Job
Render the lines of the items below as a JSON list of strings, one string per line with blank lines left out, starting at the line that contains "Could you identify the paved" and ending at the line that contains "[62,230,77,247]", both included.

Exercise data
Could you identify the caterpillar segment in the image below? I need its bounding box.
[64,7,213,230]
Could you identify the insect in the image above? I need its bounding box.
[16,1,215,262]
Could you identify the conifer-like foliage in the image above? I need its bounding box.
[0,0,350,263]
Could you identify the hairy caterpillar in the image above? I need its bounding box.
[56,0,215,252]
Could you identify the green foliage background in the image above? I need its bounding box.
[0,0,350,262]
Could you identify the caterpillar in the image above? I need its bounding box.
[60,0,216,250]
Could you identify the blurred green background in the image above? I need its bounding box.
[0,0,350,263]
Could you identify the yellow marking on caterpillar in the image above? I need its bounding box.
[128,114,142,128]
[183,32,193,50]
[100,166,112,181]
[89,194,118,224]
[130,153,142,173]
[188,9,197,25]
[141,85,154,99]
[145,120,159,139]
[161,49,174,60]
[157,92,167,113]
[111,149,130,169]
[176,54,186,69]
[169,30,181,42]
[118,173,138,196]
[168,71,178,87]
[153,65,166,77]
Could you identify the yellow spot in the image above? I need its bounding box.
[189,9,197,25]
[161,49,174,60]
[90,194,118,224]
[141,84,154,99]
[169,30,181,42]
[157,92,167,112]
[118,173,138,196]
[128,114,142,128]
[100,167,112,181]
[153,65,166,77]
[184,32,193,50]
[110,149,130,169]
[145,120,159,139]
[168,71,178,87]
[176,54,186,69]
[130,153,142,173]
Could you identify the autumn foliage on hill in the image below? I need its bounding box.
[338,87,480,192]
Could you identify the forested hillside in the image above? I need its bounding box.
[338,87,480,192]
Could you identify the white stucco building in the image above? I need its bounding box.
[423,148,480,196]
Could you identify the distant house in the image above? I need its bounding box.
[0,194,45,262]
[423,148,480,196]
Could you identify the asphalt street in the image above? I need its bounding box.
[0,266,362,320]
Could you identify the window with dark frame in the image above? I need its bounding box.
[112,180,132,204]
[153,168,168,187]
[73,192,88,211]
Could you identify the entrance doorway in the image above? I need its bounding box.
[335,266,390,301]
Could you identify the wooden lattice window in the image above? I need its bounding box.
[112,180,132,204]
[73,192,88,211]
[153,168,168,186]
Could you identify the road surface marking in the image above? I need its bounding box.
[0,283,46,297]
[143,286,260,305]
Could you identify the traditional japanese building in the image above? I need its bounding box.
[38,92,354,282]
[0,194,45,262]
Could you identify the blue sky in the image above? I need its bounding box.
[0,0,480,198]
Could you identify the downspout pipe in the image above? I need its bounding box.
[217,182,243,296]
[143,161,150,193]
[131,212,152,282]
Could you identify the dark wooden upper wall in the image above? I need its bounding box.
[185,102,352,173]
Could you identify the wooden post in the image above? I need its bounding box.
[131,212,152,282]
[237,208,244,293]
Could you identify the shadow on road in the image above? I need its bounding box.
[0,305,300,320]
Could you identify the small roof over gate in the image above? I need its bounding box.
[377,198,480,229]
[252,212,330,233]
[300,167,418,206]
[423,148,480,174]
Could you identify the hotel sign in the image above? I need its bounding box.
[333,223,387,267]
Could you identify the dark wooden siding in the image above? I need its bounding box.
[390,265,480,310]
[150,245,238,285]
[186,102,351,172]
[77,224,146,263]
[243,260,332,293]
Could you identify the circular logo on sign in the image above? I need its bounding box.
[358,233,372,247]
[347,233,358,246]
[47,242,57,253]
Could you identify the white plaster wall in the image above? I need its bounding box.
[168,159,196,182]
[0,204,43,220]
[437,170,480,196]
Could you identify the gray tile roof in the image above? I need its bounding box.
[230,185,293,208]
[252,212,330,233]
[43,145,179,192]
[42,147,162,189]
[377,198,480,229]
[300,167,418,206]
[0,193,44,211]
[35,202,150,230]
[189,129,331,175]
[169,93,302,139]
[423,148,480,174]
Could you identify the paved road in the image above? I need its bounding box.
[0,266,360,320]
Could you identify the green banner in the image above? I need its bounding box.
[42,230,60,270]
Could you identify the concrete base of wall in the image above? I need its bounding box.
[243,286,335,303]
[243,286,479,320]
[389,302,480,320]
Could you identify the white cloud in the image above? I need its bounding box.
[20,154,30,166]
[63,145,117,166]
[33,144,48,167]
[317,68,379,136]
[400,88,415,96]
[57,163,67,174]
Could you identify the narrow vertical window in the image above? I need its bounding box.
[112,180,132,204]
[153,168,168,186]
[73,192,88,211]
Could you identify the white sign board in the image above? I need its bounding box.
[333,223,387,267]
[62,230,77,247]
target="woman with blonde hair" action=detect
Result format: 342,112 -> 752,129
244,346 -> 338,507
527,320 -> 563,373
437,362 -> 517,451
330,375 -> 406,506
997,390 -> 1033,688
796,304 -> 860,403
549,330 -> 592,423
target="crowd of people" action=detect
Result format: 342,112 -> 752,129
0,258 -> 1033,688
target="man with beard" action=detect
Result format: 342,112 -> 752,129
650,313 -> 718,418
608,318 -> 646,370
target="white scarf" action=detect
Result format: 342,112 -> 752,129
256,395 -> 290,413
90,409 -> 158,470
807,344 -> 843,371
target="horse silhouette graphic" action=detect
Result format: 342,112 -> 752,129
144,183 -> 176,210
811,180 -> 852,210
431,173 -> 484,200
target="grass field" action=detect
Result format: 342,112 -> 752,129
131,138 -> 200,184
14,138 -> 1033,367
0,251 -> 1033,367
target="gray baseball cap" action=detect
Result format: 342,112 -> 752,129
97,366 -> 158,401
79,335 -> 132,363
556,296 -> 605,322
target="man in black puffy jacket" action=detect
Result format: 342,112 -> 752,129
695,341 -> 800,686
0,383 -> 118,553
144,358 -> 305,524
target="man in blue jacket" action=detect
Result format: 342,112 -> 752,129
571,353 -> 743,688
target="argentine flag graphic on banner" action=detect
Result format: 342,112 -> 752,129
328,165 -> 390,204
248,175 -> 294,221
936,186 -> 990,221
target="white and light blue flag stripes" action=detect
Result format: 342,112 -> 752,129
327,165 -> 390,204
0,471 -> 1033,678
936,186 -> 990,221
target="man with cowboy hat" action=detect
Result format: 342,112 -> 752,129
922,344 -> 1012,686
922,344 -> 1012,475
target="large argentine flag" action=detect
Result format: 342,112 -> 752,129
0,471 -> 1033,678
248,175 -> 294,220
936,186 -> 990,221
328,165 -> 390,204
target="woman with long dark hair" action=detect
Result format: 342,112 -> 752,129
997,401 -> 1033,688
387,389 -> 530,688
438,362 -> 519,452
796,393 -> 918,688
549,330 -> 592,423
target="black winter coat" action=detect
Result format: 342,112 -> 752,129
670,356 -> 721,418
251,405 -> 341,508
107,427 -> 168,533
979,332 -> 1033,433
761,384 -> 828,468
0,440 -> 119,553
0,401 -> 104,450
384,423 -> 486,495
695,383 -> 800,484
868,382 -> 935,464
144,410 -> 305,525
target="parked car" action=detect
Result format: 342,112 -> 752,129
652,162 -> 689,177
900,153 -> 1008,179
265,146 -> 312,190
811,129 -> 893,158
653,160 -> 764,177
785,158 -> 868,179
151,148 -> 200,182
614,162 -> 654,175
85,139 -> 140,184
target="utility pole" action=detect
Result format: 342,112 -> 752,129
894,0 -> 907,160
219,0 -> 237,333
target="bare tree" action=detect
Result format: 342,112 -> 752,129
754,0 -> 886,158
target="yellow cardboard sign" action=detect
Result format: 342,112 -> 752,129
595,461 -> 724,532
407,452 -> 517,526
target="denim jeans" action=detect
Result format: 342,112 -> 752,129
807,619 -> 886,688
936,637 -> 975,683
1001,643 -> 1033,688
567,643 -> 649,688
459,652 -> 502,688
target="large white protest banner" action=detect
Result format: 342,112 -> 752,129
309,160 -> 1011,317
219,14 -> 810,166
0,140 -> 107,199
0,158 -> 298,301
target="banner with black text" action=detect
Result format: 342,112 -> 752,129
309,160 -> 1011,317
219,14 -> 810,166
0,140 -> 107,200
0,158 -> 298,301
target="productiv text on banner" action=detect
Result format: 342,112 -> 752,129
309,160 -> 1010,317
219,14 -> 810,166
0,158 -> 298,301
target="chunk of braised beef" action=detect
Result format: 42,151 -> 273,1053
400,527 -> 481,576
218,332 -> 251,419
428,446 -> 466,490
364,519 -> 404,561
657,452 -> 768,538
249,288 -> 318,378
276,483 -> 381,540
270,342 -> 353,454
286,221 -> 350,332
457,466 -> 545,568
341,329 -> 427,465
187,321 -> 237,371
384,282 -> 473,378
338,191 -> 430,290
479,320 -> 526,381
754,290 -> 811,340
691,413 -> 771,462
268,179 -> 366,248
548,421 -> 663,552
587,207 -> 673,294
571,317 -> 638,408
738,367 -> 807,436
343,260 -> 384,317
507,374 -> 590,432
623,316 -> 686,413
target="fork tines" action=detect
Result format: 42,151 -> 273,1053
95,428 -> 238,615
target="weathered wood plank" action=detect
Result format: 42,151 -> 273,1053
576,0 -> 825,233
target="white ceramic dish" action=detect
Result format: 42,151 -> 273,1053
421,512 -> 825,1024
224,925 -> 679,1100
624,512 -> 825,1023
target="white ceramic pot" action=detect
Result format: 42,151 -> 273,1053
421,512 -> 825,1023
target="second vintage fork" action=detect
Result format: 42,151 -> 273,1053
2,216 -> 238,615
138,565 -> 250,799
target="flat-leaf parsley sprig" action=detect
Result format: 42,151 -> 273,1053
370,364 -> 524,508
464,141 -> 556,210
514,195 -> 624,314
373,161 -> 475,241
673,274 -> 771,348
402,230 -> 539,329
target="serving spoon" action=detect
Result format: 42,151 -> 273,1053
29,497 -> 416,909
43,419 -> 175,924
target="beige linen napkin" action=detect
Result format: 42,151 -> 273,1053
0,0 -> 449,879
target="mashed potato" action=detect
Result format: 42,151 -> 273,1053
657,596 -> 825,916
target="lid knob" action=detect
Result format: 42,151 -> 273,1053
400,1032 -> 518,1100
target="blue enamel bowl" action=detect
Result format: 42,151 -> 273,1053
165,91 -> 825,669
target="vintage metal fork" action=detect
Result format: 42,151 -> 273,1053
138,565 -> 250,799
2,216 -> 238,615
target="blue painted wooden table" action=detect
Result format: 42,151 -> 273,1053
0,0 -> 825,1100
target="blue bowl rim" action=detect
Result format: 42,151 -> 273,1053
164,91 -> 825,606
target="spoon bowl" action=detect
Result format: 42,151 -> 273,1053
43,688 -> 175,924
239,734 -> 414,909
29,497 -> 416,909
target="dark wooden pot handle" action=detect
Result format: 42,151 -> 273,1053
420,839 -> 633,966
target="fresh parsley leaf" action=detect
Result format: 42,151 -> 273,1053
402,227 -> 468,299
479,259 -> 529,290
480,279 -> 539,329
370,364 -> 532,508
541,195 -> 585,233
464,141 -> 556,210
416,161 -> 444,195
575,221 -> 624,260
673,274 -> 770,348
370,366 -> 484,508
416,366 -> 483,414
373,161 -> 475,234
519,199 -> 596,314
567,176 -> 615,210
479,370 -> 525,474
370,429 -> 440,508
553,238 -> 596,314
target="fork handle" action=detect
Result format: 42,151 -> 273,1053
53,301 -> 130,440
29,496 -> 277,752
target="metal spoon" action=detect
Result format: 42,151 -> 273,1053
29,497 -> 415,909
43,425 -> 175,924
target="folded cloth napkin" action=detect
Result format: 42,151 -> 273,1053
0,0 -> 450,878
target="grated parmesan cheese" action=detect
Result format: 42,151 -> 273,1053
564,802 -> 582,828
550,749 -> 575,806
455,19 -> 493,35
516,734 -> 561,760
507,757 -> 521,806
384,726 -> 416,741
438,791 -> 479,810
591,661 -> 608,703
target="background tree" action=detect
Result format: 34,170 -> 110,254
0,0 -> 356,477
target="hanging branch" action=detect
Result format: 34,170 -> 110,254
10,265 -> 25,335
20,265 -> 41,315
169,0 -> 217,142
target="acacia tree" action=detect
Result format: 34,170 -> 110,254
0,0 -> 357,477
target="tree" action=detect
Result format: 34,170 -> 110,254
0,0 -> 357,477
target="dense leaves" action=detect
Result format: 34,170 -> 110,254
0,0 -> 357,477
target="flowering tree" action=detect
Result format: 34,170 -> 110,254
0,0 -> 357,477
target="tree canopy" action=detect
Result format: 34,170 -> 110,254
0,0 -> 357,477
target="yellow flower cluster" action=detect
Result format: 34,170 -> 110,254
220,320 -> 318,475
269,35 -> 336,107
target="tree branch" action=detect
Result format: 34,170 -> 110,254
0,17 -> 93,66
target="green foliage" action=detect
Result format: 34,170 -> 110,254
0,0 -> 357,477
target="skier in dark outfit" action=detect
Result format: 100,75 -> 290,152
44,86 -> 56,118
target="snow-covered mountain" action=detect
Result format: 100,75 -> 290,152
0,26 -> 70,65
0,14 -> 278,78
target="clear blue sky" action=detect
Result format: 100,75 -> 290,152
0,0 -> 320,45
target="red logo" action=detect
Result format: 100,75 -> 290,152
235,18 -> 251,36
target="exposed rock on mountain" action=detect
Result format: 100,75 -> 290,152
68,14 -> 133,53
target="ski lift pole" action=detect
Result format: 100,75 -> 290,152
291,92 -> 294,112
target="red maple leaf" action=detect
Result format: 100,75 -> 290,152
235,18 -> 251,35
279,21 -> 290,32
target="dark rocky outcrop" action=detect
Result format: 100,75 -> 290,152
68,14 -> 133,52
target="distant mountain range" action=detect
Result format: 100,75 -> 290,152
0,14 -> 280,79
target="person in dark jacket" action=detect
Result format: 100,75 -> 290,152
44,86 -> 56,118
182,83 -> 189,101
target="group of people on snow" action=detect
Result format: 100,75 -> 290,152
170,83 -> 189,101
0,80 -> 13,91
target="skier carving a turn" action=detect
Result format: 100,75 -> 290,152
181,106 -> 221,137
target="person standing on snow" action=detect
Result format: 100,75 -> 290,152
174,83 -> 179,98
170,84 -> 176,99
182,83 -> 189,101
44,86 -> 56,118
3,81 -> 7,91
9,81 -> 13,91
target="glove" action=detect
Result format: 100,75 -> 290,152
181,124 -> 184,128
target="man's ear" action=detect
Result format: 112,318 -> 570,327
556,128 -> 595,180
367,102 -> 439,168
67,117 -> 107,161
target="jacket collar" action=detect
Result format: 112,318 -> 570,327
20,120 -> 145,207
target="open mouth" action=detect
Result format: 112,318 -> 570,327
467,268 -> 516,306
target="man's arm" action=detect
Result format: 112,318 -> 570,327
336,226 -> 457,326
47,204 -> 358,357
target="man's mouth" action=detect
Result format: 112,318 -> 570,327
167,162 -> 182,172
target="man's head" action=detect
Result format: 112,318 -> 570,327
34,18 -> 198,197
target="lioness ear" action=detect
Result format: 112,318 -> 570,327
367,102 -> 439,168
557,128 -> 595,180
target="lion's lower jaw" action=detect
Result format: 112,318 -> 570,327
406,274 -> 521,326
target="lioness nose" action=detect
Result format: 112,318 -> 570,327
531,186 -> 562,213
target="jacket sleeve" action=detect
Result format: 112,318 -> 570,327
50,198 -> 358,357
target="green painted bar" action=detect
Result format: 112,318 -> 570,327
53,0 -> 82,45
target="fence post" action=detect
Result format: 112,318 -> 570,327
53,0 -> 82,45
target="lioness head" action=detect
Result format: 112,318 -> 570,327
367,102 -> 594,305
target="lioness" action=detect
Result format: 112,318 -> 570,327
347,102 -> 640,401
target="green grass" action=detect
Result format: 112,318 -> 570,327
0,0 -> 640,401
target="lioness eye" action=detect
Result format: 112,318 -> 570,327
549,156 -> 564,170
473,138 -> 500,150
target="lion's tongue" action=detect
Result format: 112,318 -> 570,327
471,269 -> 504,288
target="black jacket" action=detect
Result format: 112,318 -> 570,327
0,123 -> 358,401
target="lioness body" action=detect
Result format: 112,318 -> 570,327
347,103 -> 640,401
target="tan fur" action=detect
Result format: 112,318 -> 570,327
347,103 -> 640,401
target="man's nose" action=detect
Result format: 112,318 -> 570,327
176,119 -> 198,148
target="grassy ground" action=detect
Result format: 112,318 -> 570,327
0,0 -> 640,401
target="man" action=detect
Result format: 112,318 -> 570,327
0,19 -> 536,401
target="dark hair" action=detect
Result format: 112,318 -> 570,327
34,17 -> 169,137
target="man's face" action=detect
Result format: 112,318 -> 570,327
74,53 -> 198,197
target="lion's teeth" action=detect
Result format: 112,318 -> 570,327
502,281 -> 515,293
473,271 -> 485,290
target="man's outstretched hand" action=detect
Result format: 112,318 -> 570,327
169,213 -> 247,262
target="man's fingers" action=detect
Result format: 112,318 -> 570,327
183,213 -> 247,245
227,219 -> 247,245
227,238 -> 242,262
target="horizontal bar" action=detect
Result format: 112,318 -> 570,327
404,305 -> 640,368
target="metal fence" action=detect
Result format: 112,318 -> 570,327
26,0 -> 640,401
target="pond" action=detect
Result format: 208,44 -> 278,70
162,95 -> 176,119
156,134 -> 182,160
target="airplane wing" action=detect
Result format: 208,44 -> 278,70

Solution
[
  "Could you identify the paved road in the image above? I need its bounding box.",
  "[0,266,360,320]",
  "Could you identify the green banner in the image above? I need its bounding box.",
  "[42,230,60,270]",
  "Could you identify the concrete base of wall in the image above? I need its bounding box.",
  "[243,286,335,303]",
  "[243,286,479,320]",
  "[389,302,480,320]",
  "Could you identify the white cloud in the image above? I need its bounding box.",
  "[20,154,30,166]",
  "[63,145,117,166]",
  "[33,144,48,167]",
  "[317,68,379,136]",
  "[400,88,415,96]",
  "[57,163,67,174]",
  "Could you identify the narrow vertical window in the image above? I need its bounding box.",
  "[112,180,132,204]",
  "[153,168,168,186]",
  "[73,192,88,211]",
  "Could you identify the white sign board in the image above? I need its bounding box.",
  "[333,223,387,267]",
  "[62,230,77,247]"
]